**What you should do**
Set down the website-audience guidance word for word, starting with "Who is your" and going on through "to sell to.".

**Quoted text**
Who is your target market? private individuals? an industry or trade? A particular geographic location or town?
You are designing your website for your (potential) customers. So, make sure that they feel addressed when they enter your site. The modern user demands immediacy in information. To get the user to read the information it has to be tailored to his preferences and needs. Be upfront, across the site, about whom you are trying to sell to.
Pro tip: To audit this, check your website analytics and see how long people stay on your pages on average. A high bounce rate – meaning they are leaving early – indicates that they can’t find what they are looking for fast enough. User flow is important too, so analyse which pages they are visiting. Eg. If your website visitors tend to click on your About Us page quickly, it can indicate that your homepage fails to deliver who you are and what you do.

**Records supplied**
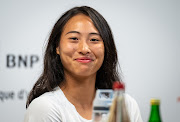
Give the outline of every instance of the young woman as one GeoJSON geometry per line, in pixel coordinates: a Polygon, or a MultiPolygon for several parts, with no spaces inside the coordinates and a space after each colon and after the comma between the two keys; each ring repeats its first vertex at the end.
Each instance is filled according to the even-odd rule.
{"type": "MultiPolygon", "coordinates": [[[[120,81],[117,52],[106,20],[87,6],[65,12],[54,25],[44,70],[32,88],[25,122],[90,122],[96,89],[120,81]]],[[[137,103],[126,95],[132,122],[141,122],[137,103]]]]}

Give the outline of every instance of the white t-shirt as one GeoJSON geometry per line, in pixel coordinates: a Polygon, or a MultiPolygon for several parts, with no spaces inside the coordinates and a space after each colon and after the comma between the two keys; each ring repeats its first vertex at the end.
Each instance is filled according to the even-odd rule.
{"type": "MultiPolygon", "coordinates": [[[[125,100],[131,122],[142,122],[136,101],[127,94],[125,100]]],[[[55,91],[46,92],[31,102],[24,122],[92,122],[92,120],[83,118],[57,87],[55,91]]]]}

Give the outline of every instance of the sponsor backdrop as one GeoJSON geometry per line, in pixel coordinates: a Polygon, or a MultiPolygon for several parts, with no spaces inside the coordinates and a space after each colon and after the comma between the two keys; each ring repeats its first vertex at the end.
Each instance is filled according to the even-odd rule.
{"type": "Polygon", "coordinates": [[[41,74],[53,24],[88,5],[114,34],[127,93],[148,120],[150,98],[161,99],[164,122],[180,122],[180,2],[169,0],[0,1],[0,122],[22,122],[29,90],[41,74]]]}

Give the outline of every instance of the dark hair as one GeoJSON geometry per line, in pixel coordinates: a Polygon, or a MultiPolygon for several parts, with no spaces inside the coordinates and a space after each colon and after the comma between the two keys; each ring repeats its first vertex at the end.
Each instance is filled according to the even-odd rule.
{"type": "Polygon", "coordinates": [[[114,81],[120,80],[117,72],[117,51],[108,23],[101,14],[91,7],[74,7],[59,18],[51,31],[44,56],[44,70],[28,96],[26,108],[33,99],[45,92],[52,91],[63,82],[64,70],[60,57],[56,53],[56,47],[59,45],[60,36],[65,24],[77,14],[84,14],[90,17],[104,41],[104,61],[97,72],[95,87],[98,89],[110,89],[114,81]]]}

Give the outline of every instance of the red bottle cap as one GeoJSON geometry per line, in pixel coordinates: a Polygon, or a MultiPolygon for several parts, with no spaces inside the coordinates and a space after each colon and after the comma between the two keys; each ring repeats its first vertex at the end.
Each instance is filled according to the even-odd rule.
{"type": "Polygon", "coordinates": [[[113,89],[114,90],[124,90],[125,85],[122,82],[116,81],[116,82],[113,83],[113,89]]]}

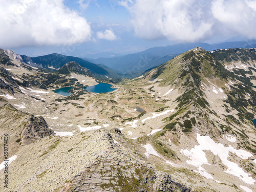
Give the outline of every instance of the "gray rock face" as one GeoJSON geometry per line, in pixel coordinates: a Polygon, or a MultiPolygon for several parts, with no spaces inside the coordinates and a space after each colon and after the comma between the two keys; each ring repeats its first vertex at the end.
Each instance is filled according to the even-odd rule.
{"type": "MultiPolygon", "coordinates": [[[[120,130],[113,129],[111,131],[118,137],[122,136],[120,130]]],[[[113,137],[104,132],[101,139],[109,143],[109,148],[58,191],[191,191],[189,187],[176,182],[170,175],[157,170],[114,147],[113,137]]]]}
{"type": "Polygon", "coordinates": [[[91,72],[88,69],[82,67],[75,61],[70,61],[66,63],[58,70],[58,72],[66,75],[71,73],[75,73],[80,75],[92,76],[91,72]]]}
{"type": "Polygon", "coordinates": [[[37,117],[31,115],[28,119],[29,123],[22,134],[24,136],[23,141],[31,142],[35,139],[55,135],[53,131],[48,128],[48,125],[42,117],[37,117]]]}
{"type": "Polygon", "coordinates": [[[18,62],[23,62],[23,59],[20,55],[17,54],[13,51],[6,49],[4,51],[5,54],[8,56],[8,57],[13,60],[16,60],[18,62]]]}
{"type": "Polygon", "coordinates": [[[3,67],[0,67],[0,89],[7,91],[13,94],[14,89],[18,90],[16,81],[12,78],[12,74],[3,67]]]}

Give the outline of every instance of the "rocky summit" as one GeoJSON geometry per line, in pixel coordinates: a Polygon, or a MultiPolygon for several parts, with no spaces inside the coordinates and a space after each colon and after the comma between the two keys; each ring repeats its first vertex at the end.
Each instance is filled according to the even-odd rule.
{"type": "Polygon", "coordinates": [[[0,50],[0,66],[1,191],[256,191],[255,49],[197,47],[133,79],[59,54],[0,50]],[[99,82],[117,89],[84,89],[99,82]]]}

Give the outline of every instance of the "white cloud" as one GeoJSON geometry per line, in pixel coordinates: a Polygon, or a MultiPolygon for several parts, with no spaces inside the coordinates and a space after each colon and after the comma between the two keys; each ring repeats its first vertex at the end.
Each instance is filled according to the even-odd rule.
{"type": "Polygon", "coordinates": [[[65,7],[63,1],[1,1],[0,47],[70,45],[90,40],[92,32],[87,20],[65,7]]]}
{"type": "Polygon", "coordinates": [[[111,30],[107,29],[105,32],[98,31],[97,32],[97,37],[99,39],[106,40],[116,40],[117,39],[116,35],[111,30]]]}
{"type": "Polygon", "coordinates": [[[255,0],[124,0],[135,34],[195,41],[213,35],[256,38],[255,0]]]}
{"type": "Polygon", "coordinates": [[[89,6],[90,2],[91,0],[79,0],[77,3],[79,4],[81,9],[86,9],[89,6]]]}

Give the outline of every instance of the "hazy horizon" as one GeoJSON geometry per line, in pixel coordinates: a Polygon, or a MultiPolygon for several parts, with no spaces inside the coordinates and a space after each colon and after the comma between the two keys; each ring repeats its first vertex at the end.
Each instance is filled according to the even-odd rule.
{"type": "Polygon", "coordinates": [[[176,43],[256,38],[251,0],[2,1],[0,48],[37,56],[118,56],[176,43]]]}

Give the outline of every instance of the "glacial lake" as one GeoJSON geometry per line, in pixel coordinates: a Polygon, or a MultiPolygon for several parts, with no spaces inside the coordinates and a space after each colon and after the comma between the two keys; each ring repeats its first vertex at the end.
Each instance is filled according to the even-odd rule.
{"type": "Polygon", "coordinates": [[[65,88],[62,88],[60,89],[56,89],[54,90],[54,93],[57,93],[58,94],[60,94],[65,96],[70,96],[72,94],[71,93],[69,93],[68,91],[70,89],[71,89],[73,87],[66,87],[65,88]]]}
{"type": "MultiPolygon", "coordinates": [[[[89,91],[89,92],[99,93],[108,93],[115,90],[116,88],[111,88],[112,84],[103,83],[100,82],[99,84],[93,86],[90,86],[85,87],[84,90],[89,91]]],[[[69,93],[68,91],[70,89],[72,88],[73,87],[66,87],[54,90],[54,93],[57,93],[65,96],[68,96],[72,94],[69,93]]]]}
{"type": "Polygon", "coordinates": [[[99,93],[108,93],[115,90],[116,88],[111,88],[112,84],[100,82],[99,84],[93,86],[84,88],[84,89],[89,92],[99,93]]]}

**Answer in full**
Who is your target market? private individuals? an industry or trade? A particular geographic location or town?
You are designing your website for your (potential) customers. So, make sure that they feel addressed when they enter your site. The modern user demands immediacy in information. To get the user to read the information it has to be tailored to his preferences and needs. Be upfront, across the site, about whom you are trying to sell to.